Print the listing that follows, character for character.
-- START Dataset --
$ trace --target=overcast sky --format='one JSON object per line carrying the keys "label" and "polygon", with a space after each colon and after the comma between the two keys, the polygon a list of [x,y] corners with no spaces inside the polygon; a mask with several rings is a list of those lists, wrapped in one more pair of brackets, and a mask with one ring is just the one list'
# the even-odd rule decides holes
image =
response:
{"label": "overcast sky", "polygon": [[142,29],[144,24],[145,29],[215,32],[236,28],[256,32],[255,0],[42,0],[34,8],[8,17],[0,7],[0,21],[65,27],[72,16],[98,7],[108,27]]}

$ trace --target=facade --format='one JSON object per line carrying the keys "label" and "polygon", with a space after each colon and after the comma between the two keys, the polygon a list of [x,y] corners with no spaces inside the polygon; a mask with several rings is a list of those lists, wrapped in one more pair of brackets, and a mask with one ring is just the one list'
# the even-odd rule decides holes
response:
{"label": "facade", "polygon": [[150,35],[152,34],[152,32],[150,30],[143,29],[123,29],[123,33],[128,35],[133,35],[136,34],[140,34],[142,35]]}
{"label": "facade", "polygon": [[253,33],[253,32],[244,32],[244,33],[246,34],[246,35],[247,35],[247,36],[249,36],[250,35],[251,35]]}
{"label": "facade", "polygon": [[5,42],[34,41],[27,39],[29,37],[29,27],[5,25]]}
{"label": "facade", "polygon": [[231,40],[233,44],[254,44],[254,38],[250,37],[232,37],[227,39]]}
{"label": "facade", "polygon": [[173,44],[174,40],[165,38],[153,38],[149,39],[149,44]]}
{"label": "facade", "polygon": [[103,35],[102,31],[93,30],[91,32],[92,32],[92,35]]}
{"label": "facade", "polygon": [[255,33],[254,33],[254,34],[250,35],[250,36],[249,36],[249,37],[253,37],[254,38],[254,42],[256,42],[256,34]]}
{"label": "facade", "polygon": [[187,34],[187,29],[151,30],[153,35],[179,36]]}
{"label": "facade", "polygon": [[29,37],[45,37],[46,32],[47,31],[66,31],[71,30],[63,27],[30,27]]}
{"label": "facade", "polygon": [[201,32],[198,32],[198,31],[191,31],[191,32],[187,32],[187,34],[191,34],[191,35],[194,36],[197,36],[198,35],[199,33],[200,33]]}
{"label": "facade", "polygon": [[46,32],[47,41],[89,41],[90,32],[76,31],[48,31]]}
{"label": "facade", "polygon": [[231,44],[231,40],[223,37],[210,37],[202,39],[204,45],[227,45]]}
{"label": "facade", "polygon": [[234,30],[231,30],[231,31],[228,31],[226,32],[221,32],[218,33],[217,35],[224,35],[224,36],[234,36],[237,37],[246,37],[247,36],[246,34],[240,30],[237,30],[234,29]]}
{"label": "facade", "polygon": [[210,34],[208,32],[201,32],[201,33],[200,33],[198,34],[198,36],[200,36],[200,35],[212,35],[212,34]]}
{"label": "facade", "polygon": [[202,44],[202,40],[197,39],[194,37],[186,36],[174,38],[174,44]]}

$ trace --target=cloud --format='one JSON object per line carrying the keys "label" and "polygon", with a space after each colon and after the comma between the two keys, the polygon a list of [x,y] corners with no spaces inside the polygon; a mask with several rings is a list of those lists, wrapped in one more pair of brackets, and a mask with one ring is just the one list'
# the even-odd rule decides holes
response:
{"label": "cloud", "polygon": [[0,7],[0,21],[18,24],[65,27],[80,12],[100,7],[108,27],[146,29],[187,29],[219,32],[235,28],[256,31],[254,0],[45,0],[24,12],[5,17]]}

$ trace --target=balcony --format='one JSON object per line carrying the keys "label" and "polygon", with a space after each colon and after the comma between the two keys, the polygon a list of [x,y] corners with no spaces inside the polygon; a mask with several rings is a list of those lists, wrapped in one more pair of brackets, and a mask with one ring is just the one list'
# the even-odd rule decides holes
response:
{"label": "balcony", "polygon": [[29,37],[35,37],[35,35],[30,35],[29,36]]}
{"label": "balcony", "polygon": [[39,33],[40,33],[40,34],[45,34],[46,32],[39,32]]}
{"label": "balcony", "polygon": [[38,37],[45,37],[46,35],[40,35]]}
-- END Dataset --
# Answer in full:
$ trace --target=overcast sky --format='one JSON object per line carrying the keys "label" and "polygon", with a space after each colon and after the comma between the two keys, the polygon a list of [x,y] corners with no spaces inside the polygon; a mask with several rings is a list of those lists, wrapped in one more pair of brackets, and a mask with one ring is just the one list'
# the even-odd rule decides holes
image =
response:
{"label": "overcast sky", "polygon": [[142,29],[144,24],[145,29],[215,32],[236,28],[256,32],[255,0],[42,0],[34,8],[8,17],[0,7],[0,21],[65,27],[72,16],[98,7],[108,27]]}

$ trace --target=facade --format='one JSON object per line carrying the keys "label" and "polygon", with a space after each colon and after the comma between the two keys, the polygon a list of [x,y] corners with no spaces inside the polygon; a mask with several rings is a list of those lists, wrapped in one more pair of brackets, and a mask with one ring is just the one list'
# the even-odd rule decides holes
response:
{"label": "facade", "polygon": [[150,35],[152,34],[152,32],[150,30],[143,29],[123,29],[123,33],[128,35],[133,35],[136,34],[140,34],[142,35]]}
{"label": "facade", "polygon": [[253,33],[253,32],[244,32],[244,33],[246,34],[246,35],[247,35],[247,36],[249,36],[250,35],[251,35]]}
{"label": "facade", "polygon": [[5,42],[34,41],[27,39],[29,37],[29,27],[5,25]]}
{"label": "facade", "polygon": [[231,40],[233,44],[254,44],[254,38],[250,37],[232,37],[227,39]]}
{"label": "facade", "polygon": [[173,44],[174,40],[165,38],[153,38],[149,39],[149,44]]}
{"label": "facade", "polygon": [[103,35],[102,31],[93,30],[91,32],[92,32],[92,35]]}
{"label": "facade", "polygon": [[255,33],[254,33],[254,34],[250,35],[250,36],[249,36],[249,37],[253,37],[254,38],[254,42],[256,42],[256,34]]}
{"label": "facade", "polygon": [[187,34],[187,29],[151,30],[153,35],[179,36]]}
{"label": "facade", "polygon": [[29,37],[45,37],[46,32],[47,31],[66,31],[71,30],[63,27],[30,27]]}
{"label": "facade", "polygon": [[201,32],[198,32],[198,31],[191,31],[191,32],[187,32],[187,34],[191,34],[191,35],[194,36],[197,36],[198,35],[199,33],[200,33]]}
{"label": "facade", "polygon": [[46,32],[47,41],[89,41],[90,32],[76,31],[48,31]]}
{"label": "facade", "polygon": [[231,44],[231,40],[223,37],[210,37],[202,39],[204,45],[227,45]]}
{"label": "facade", "polygon": [[234,30],[231,30],[231,31],[228,31],[226,32],[221,32],[218,33],[217,35],[224,35],[224,36],[234,36],[237,37],[246,37],[247,36],[246,34],[240,30],[237,30],[234,29]]}
{"label": "facade", "polygon": [[210,34],[208,32],[201,32],[201,33],[200,33],[198,34],[198,36],[200,36],[200,35],[212,35],[212,34]]}
{"label": "facade", "polygon": [[202,44],[202,40],[197,39],[194,37],[186,36],[174,38],[174,44]]}

$ trace --target=cloud --format='one JSON object per line carrying the keys "label" and "polygon", with a space after each colon and after the comma between the two keys, the polygon a list of [x,y] corners with no spaces inside the polygon; a mask with several rings is a list of those lists, wrapped in one more pair of brackets, and a mask with one ring is just the one list'
# the even-odd rule decides holes
response:
{"label": "cloud", "polygon": [[0,7],[0,21],[18,24],[65,27],[80,12],[100,7],[108,27],[146,29],[187,29],[219,32],[235,28],[256,31],[254,0],[45,0],[24,12],[5,17]]}

$ trace --target=balcony --format='one JSON object per line carrying the keys "label" and "polygon", with a space after each colon and after the comma between the two keys, the polygon a list of [x,y] corners with no spaces inside the polygon; a mask with several rings is a list of those lists, wrapped in one more pair of brackets, and a mask with one ring is just the one list'
# the even-odd rule decides holes
response:
{"label": "balcony", "polygon": [[29,37],[35,37],[35,35],[30,35],[29,36]]}
{"label": "balcony", "polygon": [[39,33],[40,33],[40,34],[45,34],[46,32],[39,32]]}
{"label": "balcony", "polygon": [[38,37],[45,37],[46,35],[40,35]]}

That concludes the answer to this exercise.